# WORK TASK
Using the entries that follow, write out the line containing "box: [295, 17, 430, 422]", the line containing "positive clicks: (386, 116)", and every line between them, exactly and nothing else.

# EXERCISE INPUT
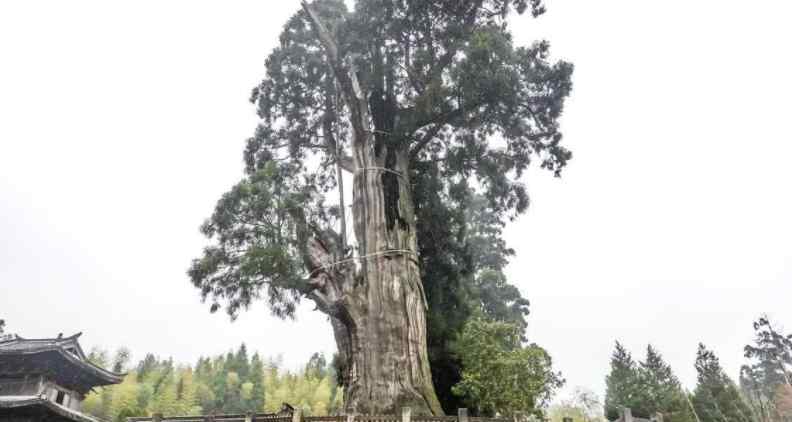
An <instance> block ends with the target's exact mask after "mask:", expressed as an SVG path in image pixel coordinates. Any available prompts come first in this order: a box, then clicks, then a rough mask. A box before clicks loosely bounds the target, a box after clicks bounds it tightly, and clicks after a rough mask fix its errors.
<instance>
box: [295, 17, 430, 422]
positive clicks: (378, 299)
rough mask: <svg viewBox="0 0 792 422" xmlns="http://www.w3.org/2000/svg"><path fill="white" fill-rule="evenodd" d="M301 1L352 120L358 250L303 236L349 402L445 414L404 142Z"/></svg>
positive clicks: (386, 116)
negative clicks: (331, 67) (358, 245)
mask: <svg viewBox="0 0 792 422" xmlns="http://www.w3.org/2000/svg"><path fill="white" fill-rule="evenodd" d="M303 8H304V9H305V11H306V12H307V14H308V16H309V17H310V19H311V21H312V22H313V25H314V28H315V29H316V32H317V34H318V36H319V38H320V40H321V41H322V44H323V46H324V48H325V52H326V55H327V58H328V61H329V62H330V63H329V64H330V66H331V67H332V68H333V72H334V75H335V79H336V83H337V84H338V86H339V87H340V88H341V90H342V92H343V94H344V97H345V101H346V103H347V105H348V107H349V112H350V121H351V123H352V127H353V140H352V141H353V142H352V153H353V154H352V155H353V156H352V163H353V166H352V169H351V170H352V171H353V181H352V182H353V198H352V215H353V221H354V232H355V236H356V239H357V241H358V244H359V249H358V256H357V258H350V257H347V256H345V255H344V252H343V251H337V250H332V249H333V248H332V247H330V246H329V245H327V244H325V243H323V242H322V241H321V239H320V238H319V237H318V236H312V237H310V238H309V239H308V240H307V242H308V245H307V251H308V253H307V254H306V264H307V265H308V267H309V270H311V284H312V287H313V291H312V292H311V297H312V299H313V300H314V301H315V302H316V303H317V306H318V308H319V309H320V310H321V311H323V312H325V313H327V314H328V315H329V316H330V320H331V324H332V327H333V331H334V334H335V338H336V342H337V345H338V353H339V358H340V361H341V362H340V363H341V372H342V373H341V376H342V378H343V382H344V386H345V391H344V393H345V404H344V406H345V410H346V412H347V413H362V414H392V413H396V412H398V411H399V409H400V408H401V407H403V406H409V407H411V408H412V410H413V412H414V413H415V414H418V415H439V414H442V409H441V407H440V403H439V401H438V400H437V396H436V394H435V391H434V386H433V385H432V376H431V372H430V370H429V359H428V352H427V339H426V309H427V308H426V307H427V302H426V297H425V295H424V291H423V285H422V282H421V277H420V271H419V268H418V257H417V240H416V230H415V223H416V222H415V213H414V205H413V199H412V192H411V188H410V183H409V180H408V177H409V176H408V175H409V150H408V147H407V143H406V142H399V141H400V140H399V139H393V137H394V135H393V134H392V133H389V130H392V129H393V116H391V115H388V114H387V113H384V112H383V110H382V109H380V108H379V107H372V104H375V103H374V102H375V101H383V100H384V99H383V95H384V94H381V93H375V94H371V93H367V92H365V91H364V90H363V89H361V87H360V83H359V81H358V79H357V76H356V72H355V69H354V66H353V65H351V64H349V63H344V62H343V61H342V58H340V57H338V48H337V46H336V44H335V41H334V39H333V36H332V34H331V33H330V32H329V31H328V30H327V28H326V27H325V26H324V24H323V22H322V21H321V19H320V18H319V17H318V16H317V15H316V14H315V13H314V12H313V10H312V9H311V7H310V6H309V5H308V4H307V3H305V2H303ZM385 101H386V100H385ZM345 168H346V167H345ZM338 261H343V262H344V263H343V264H340V265H339V264H337V262H338Z"/></svg>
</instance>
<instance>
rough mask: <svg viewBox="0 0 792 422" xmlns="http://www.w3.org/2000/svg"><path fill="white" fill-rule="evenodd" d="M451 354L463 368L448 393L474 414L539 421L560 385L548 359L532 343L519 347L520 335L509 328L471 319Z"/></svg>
mask: <svg viewBox="0 0 792 422" xmlns="http://www.w3.org/2000/svg"><path fill="white" fill-rule="evenodd" d="M455 349H456V351H457V353H458V354H459V356H460V357H461V360H462V365H463V368H464V369H463V370H462V380H461V381H460V382H459V383H458V384H457V385H456V386H454V387H453V389H452V390H453V392H454V393H455V394H458V395H460V396H464V397H466V399H467V400H468V402H469V403H471V404H473V406H474V409H475V410H476V412H477V413H480V414H484V415H495V414H502V415H513V414H514V413H515V412H520V411H531V412H533V413H535V414H537V415H538V416H541V409H542V408H543V407H544V406H545V405H546V404H547V403H548V402H549V400H550V398H551V397H552V395H553V393H554V392H555V391H556V390H557V389H558V388H559V387H560V386H561V385H563V382H564V381H563V379H562V378H561V376H560V374H559V373H556V372H554V371H553V369H552V360H551V358H550V355H549V354H548V353H547V352H546V351H545V350H544V349H542V348H540V347H539V346H537V345H535V344H530V345H528V346H523V345H522V336H521V330H520V328H519V327H517V326H515V325H513V324H508V323H504V322H497V321H488V320H485V319H482V318H476V319H473V320H471V321H469V322H468V323H467V324H466V326H465V329H464V330H463V332H462V335H461V336H460V337H459V339H458V341H457V343H456V346H455Z"/></svg>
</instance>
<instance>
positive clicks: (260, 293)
mask: <svg viewBox="0 0 792 422" xmlns="http://www.w3.org/2000/svg"><path fill="white" fill-rule="evenodd" d="M355 3H356V4H355V7H354V9H353V11H350V10H348V9H347V8H346V6H345V4H344V2H343V1H339V0H317V1H315V2H313V3H312V5H311V6H312V8H313V9H314V10H315V11H316V13H317V14H318V15H319V16H320V17H321V18H322V19H323V20H324V21H325V22H326V24H327V25H328V26H329V27H330V28H331V30H332V33H333V35H334V36H335V37H336V38H337V40H336V41H337V43H338V50H339V55H340V56H341V57H342V59H343V60H345V62H348V63H350V64H351V63H354V65H355V66H356V67H357V68H358V70H359V72H358V75H359V76H358V77H359V78H360V79H361V86H362V87H363V89H364V90H365V91H366V92H367V93H368V94H369V97H370V103H371V104H370V108H371V113H372V118H373V119H374V121H375V123H376V125H375V126H376V129H377V130H381V131H384V130H386V129H387V132H388V133H390V136H387V137H386V136H379V135H378V137H377V145H375V148H384V147H386V146H388V147H398V148H399V149H401V150H403V151H409V154H408V155H409V157H410V166H409V167H410V168H412V169H421V170H417V171H419V172H424V171H426V172H428V173H427V175H431V176H429V177H434V178H437V179H438V180H436V183H438V184H439V187H440V189H438V190H437V191H438V192H441V191H445V192H447V191H449V190H450V188H451V187H452V185H453V184H455V183H458V180H460V179H461V178H470V179H477V180H478V186H480V189H481V193H482V195H483V196H484V197H485V198H486V199H487V201H488V202H489V210H490V211H491V212H492V213H493V218H496V219H498V220H502V219H503V218H504V217H505V216H506V215H507V214H508V215H512V216H513V215H515V214H516V213H519V212H522V211H524V210H525V208H526V207H527V205H528V197H527V192H526V188H525V186H524V185H523V184H522V183H521V182H520V180H519V178H520V176H521V175H522V174H523V172H524V171H525V170H526V169H527V167H528V165H529V164H530V162H531V161H532V157H536V158H539V160H540V161H541V163H540V164H541V166H542V167H545V168H547V169H549V170H551V171H554V172H555V173H556V174H558V173H559V172H560V171H561V169H562V168H563V167H564V166H565V165H566V162H567V160H568V159H569V158H570V156H571V154H570V153H569V151H567V150H566V149H565V148H563V147H562V146H561V144H560V141H561V135H560V133H559V128H558V122H557V119H558V117H559V116H560V114H561V111H562V109H563V103H564V100H565V98H566V97H567V96H568V94H569V92H570V90H571V73H572V66H571V64H569V63H566V62H557V63H552V62H550V61H549V50H548V49H549V47H548V44H547V43H546V42H538V43H536V44H534V45H532V46H530V47H518V46H514V45H513V43H512V39H511V34H510V32H509V30H508V26H507V20H506V17H507V16H508V14H509V11H510V10H512V9H514V10H516V11H517V12H518V13H523V12H525V11H526V10H529V9H530V10H531V12H532V13H533V15H534V16H538V15H540V14H541V13H542V12H543V11H544V7H543V5H542V2H541V1H539V0H532V1H530V2H529V1H522V0H519V1H505V0H485V1H480V2H464V3H459V2H457V1H455V0H454V1H450V0H448V1H441V2H395V3H394V2H390V1H384V0H358V1H356V2H355ZM481 75H487V77H486V78H482V77H481ZM251 100H252V101H253V102H254V103H255V104H256V105H257V107H258V114H259V116H260V117H261V119H262V120H261V124H260V125H259V127H258V128H257V129H256V131H255V134H254V136H253V137H252V138H251V139H250V140H249V141H248V144H247V147H246V149H245V154H244V156H245V163H246V176H245V179H243V180H242V181H241V182H240V183H239V184H238V185H236V186H235V187H233V188H232V189H231V190H230V191H229V192H228V193H226V194H225V195H224V196H223V198H222V199H221V200H220V201H219V202H218V205H217V208H216V209H215V212H214V214H213V215H212V217H211V218H210V219H209V220H208V221H207V223H206V224H205V225H204V227H203V229H202V230H203V232H204V234H205V235H206V236H207V237H209V238H211V239H212V240H213V244H212V245H211V246H209V247H207V248H206V250H205V252H204V254H203V256H202V257H201V258H199V259H197V260H195V261H194V262H193V264H192V267H191V268H190V270H189V274H190V277H191V279H192V282H193V284H194V285H195V286H196V287H197V288H198V289H199V290H200V291H201V293H202V295H203V297H204V299H206V300H210V301H211V303H212V305H211V308H212V309H213V310H217V309H219V307H220V306H221V305H222V304H223V303H225V304H226V310H227V311H228V312H229V313H230V314H231V315H236V314H237V312H239V310H240V309H244V308H245V307H247V306H249V305H250V303H251V302H252V301H253V300H256V299H258V298H266V299H267V301H268V302H269V305H270V309H272V310H273V312H274V313H275V314H277V315H279V316H291V315H293V311H294V306H295V303H296V302H297V301H298V300H299V298H300V295H301V294H302V293H305V290H306V289H308V288H309V287H308V285H307V284H306V283H305V281H303V279H304V277H305V276H306V274H307V271H306V270H305V268H303V267H302V265H301V262H300V260H299V257H300V251H301V248H303V247H304V244H303V243H304V242H301V240H302V239H304V236H305V235H308V234H309V231H311V230H314V231H318V232H321V233H323V234H327V233H329V232H331V231H332V229H333V227H334V226H333V219H332V218H331V217H332V216H333V215H335V214H337V213H338V210H337V209H336V208H334V207H333V206H329V207H326V206H325V205H324V204H325V203H326V202H327V201H326V196H327V195H328V193H330V192H332V191H333V190H334V189H335V187H336V186H337V180H336V173H335V170H336V169H335V165H334V164H335V163H336V162H337V158H338V157H337V155H338V151H341V152H342V154H344V155H351V154H349V153H348V152H347V150H348V148H349V146H350V141H351V133H350V127H349V123H348V122H347V120H346V119H345V118H344V117H345V115H346V114H348V112H349V107H348V106H347V105H346V104H345V103H344V102H345V99H344V96H343V95H342V94H341V92H340V89H339V86H338V81H336V80H335V78H334V77H333V71H332V63H330V62H329V61H328V58H327V55H326V54H325V52H324V49H323V48H322V47H321V46H320V42H319V40H318V39H317V36H316V33H315V31H314V29H313V27H312V25H311V24H310V23H309V21H308V19H307V14H306V13H305V11H304V10H301V11H299V12H298V13H296V14H295V15H294V16H293V17H292V18H291V19H290V20H289V21H288V23H287V24H286V26H285V28H284V30H283V32H282V34H281V37H280V45H279V46H278V47H277V48H275V49H274V50H273V52H272V53H271V54H270V56H269V58H268V59H267V61H266V78H265V79H264V80H263V81H262V82H261V84H259V86H257V87H256V88H254V90H253V93H252V97H251ZM382 125H385V126H387V127H383V126H382ZM385 138H388V139H385ZM495 138H497V139H498V140H499V141H498V142H494V141H493V142H490V140H491V139H495ZM386 144H387V145H386ZM411 178H412V179H415V178H416V175H411ZM468 189H470V188H468ZM438 194H439V193H438ZM416 196H417V195H416ZM300 211H304V213H305V215H303V214H301V213H300ZM419 224H420V218H419ZM423 224H430V221H426V220H425V221H424V222H423ZM424 233H425V231H424ZM330 237H333V236H330ZM325 241H327V239H325Z"/></svg>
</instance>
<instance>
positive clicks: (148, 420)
mask: <svg viewBox="0 0 792 422" xmlns="http://www.w3.org/2000/svg"><path fill="white" fill-rule="evenodd" d="M527 420H530V418H523V417H515V418H479V417H469V416H468V412H467V409H459V411H458V413H457V416H419V415H412V411H411V410H410V408H408V407H405V408H403V409H402V413H401V415H339V416H303V415H302V412H301V411H300V410H299V409H296V410H295V411H294V412H293V413H292V414H271V413H268V414H254V413H248V414H237V415H205V416H163V415H161V414H155V415H153V416H152V417H145V418H127V422H523V421H527Z"/></svg>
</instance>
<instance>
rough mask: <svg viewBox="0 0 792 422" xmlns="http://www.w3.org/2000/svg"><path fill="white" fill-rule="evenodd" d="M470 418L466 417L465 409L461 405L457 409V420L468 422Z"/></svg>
mask: <svg viewBox="0 0 792 422" xmlns="http://www.w3.org/2000/svg"><path fill="white" fill-rule="evenodd" d="M469 421H470V419H469V418H468V417H467V409H466V408H464V407H461V408H459V409H458V410H457V422H469Z"/></svg>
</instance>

# ANSWER TO THIS TASK
box: [295, 17, 430, 422]
positive clicks: (378, 299)
rough mask: <svg viewBox="0 0 792 422" xmlns="http://www.w3.org/2000/svg"><path fill="white" fill-rule="evenodd" d="M301 1L352 120L358 250L303 236L349 402L445 414L404 142Z"/></svg>
positive clicks: (386, 116)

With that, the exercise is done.